━━━━━ DATA FOR THE TASK ━━━━━

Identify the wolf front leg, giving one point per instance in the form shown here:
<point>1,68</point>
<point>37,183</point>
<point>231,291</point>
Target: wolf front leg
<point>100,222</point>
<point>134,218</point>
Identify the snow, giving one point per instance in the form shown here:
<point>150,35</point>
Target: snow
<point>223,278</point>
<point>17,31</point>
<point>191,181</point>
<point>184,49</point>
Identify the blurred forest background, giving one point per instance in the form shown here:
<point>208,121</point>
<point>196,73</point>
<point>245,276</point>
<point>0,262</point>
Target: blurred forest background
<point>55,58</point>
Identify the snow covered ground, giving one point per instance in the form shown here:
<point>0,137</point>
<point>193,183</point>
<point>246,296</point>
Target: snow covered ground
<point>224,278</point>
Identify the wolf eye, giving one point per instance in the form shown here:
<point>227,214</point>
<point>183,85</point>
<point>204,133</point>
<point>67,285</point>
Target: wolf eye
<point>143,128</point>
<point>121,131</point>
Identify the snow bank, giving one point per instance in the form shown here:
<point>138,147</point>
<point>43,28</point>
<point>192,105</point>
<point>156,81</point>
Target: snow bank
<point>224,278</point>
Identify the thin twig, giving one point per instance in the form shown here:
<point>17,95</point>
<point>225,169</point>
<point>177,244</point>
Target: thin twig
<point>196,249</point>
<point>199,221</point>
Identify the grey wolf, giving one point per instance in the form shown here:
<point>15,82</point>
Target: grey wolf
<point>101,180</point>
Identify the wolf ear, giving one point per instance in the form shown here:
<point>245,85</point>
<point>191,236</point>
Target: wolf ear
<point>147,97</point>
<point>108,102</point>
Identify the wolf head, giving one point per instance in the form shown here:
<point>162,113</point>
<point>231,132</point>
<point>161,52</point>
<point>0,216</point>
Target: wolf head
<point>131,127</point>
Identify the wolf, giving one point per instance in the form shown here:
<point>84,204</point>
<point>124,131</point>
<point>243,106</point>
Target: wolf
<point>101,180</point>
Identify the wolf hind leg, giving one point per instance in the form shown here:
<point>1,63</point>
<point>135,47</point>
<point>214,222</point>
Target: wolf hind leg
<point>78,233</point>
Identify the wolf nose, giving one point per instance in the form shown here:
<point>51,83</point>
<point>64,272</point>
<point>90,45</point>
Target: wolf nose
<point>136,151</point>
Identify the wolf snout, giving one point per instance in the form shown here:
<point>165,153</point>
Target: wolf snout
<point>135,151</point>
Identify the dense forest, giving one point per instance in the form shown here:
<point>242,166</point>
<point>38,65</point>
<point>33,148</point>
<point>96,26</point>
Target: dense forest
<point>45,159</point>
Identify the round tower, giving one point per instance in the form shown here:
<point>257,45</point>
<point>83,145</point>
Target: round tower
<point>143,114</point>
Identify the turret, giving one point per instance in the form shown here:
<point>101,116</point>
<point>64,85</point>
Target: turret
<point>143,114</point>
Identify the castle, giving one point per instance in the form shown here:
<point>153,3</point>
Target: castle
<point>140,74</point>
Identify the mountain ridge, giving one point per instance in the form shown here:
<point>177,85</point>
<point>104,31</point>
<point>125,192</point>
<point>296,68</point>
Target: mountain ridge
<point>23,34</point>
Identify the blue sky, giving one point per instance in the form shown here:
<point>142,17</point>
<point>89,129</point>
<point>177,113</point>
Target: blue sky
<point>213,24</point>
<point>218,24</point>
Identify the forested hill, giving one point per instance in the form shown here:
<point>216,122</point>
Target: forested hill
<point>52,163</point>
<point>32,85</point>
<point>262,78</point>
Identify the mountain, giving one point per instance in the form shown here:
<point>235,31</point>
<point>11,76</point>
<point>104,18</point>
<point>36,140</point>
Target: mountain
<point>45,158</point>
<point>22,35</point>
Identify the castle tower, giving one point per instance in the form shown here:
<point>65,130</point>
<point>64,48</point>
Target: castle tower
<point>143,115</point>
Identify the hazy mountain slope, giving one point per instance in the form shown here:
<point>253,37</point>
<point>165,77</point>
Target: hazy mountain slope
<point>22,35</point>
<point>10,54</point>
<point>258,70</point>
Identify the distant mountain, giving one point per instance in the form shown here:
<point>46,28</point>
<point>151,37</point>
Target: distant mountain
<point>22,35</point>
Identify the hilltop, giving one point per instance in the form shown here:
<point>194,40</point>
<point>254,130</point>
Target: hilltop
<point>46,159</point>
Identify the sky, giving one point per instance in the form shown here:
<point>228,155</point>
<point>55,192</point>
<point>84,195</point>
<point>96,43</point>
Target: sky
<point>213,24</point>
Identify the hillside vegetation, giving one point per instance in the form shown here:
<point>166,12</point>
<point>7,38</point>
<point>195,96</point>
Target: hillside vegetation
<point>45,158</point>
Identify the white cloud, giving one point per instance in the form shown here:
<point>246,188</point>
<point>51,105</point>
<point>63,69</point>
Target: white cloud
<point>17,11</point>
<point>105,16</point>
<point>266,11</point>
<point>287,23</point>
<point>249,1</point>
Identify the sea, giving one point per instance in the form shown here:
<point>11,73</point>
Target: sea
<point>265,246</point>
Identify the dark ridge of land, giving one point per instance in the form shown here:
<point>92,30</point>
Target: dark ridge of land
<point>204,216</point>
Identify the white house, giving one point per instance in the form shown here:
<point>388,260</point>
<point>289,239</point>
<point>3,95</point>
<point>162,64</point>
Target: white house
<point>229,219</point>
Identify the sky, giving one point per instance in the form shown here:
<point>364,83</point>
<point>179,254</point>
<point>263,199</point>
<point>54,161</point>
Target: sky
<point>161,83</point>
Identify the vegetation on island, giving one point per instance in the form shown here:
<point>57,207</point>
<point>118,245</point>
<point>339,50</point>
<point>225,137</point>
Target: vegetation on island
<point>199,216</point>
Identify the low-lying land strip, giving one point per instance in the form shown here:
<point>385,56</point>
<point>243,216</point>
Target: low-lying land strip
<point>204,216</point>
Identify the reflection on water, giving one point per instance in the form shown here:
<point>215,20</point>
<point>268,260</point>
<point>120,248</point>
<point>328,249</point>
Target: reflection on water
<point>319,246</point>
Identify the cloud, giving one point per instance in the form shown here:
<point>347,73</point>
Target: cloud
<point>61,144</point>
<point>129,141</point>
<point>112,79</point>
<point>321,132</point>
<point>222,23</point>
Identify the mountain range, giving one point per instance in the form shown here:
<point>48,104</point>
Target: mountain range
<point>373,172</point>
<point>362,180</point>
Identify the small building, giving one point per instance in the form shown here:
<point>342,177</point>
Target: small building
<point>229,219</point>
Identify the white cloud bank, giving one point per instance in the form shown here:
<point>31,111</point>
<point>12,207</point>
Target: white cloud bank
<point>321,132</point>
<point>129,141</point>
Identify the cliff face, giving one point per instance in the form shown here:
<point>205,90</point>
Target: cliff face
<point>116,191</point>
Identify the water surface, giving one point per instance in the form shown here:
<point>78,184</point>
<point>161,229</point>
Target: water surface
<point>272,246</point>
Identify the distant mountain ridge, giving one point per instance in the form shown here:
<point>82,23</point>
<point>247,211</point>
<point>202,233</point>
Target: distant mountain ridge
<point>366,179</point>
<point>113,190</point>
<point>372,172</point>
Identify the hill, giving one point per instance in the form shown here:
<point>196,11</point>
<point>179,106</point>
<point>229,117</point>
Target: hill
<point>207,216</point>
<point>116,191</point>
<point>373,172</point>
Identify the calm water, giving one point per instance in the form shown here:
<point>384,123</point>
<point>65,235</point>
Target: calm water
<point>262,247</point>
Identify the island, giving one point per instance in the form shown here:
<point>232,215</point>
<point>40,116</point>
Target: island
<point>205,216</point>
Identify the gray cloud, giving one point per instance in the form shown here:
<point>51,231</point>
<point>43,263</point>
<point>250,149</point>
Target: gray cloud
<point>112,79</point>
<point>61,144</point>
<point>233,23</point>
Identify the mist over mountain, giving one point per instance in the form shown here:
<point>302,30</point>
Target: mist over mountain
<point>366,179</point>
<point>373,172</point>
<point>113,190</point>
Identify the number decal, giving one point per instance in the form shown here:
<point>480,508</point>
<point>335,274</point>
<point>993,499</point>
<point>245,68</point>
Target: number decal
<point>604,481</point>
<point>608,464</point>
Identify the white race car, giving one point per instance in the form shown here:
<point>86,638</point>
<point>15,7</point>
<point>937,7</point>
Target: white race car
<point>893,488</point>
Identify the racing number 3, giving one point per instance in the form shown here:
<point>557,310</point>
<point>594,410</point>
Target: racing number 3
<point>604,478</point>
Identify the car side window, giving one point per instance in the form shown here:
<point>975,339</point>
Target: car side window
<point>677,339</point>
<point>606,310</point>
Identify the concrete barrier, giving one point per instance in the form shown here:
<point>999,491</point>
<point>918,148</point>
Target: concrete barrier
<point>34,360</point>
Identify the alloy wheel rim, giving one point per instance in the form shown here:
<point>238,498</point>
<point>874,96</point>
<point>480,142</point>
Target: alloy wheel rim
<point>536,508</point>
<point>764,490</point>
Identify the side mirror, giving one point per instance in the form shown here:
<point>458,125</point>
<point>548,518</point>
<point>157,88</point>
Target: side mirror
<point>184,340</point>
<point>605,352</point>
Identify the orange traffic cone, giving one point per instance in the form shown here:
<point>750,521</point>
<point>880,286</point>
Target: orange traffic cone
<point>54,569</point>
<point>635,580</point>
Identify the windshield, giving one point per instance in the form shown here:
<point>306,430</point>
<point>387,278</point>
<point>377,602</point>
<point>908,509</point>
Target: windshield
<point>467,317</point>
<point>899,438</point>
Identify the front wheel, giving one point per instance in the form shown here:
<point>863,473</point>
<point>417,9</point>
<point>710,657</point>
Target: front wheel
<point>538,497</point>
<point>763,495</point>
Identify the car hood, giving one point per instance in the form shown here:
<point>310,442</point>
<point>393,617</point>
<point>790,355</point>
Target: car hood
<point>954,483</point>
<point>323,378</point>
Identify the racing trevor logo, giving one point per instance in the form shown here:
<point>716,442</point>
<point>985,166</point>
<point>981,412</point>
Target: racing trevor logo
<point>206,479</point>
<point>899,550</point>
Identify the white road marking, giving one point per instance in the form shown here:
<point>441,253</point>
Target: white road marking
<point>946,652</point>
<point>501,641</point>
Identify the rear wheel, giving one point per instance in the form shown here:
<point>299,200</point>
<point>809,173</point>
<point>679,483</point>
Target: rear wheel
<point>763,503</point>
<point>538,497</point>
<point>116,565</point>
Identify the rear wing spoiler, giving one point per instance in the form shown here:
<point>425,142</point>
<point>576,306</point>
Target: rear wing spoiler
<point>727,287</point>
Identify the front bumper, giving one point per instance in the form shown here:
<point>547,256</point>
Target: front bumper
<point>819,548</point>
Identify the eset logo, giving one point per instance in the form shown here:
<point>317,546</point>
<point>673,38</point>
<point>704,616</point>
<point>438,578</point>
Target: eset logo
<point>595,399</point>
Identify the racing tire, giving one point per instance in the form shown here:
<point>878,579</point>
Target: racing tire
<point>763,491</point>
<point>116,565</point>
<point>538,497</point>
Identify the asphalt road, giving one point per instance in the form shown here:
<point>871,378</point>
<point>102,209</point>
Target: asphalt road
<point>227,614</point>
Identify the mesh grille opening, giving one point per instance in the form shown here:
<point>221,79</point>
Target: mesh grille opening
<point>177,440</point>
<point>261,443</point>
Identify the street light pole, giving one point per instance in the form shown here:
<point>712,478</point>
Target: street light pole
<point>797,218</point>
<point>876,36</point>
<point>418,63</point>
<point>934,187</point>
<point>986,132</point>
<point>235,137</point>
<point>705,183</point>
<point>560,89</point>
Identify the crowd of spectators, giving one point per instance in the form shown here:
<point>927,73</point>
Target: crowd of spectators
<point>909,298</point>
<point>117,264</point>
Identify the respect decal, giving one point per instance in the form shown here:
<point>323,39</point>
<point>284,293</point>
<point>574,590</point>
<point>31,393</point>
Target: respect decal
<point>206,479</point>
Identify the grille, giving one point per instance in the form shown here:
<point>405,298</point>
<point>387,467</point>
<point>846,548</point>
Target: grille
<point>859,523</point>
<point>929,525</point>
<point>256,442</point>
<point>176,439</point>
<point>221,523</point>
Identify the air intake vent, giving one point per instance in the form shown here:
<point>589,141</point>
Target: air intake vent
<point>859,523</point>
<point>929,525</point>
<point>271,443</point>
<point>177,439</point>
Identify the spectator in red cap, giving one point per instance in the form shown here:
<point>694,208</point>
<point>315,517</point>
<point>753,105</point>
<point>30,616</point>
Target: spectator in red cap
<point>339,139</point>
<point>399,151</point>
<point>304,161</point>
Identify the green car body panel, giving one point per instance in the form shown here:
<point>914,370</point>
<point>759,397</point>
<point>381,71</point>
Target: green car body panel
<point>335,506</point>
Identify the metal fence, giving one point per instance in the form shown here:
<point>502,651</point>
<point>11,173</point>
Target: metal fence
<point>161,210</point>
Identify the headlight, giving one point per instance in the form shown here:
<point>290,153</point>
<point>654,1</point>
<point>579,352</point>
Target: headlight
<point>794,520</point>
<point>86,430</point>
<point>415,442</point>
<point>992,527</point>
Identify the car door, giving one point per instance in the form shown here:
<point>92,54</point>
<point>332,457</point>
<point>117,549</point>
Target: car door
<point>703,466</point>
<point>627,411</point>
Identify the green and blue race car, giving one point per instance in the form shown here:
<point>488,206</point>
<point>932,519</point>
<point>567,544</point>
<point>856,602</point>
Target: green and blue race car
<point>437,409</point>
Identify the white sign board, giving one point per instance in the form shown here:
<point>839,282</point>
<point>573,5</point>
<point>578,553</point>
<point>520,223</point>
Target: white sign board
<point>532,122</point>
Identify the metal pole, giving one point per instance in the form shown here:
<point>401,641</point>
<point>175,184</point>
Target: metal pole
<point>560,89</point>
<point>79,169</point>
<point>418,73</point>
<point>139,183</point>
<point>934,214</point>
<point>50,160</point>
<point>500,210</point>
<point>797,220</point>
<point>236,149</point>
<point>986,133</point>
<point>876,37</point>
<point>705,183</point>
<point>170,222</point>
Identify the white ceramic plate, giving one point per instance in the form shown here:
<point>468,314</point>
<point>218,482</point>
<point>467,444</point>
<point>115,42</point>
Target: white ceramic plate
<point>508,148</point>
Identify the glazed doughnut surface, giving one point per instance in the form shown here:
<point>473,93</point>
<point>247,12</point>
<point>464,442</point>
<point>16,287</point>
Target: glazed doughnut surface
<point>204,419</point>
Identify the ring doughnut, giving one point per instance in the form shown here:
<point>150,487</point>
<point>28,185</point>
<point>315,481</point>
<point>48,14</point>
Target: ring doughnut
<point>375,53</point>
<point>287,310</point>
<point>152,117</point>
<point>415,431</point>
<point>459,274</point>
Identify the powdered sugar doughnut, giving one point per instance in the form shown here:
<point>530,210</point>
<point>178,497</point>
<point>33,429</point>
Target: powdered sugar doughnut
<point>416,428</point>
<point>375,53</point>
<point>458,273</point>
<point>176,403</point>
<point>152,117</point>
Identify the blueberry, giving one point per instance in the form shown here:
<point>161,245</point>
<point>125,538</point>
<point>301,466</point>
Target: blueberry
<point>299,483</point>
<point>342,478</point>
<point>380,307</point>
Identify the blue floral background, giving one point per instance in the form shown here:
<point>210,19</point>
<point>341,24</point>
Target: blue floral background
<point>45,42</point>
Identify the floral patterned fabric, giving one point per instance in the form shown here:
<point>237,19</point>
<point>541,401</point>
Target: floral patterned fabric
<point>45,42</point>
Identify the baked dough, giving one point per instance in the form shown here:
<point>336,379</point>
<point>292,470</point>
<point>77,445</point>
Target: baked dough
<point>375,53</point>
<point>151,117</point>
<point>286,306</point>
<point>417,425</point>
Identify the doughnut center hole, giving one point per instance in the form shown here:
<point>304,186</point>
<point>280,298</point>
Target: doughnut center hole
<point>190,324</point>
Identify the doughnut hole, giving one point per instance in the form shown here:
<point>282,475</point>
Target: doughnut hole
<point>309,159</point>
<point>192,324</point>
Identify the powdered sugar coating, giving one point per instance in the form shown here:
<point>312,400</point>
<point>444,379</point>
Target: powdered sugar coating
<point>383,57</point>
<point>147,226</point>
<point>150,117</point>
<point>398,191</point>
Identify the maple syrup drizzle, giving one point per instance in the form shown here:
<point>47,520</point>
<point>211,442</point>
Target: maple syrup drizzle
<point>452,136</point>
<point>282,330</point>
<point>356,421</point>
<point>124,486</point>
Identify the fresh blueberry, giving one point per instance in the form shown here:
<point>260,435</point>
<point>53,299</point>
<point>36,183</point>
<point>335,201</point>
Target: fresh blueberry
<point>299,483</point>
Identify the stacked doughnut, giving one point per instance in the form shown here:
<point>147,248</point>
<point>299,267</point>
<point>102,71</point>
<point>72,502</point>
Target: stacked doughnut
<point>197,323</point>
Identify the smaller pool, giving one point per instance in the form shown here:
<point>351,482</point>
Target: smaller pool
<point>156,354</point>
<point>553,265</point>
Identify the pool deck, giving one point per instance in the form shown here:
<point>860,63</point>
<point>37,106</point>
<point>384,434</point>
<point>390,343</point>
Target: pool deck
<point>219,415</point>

━━━━━

## TASK TO CARRY OUT
The entries above hold a line with "Identify the distant mountain ridge, giving" and a later line with "<point>245,68</point>". Write out exactly those lines and all lines between, nothing more.

## THE COMPLETED TASK
Identify the distant mountain ridge, giving one point per instance in the form shown here:
<point>82,23</point>
<point>247,211</point>
<point>202,233</point>
Target: distant mountain ridge
<point>366,179</point>
<point>113,190</point>
<point>372,172</point>
Identify the hill, giving one point per instance in the form shown here:
<point>196,11</point>
<point>179,106</point>
<point>229,117</point>
Target: hill
<point>207,216</point>
<point>116,191</point>
<point>373,172</point>
Identify the calm water, giving one point per instance in the form shown here:
<point>384,123</point>
<point>65,235</point>
Target: calm water
<point>262,247</point>
Identify the island, giving one point per instance in the form shown here:
<point>232,215</point>
<point>40,116</point>
Target: island
<point>205,216</point>
Identify the gray cloud, giving one point per instance in the form shown here:
<point>51,231</point>
<point>43,263</point>
<point>250,149</point>
Target: gray cloud
<point>112,79</point>
<point>61,144</point>
<point>233,23</point>
Identify the mist over mountain, giving one point per instance in the form shown here:
<point>302,30</point>
Target: mist over mountain
<point>366,179</point>
<point>373,172</point>
<point>113,190</point>
Identify the number decal, giving one point per instance in the form shown here:
<point>480,508</point>
<point>335,274</point>
<point>993,499</point>
<point>245,68</point>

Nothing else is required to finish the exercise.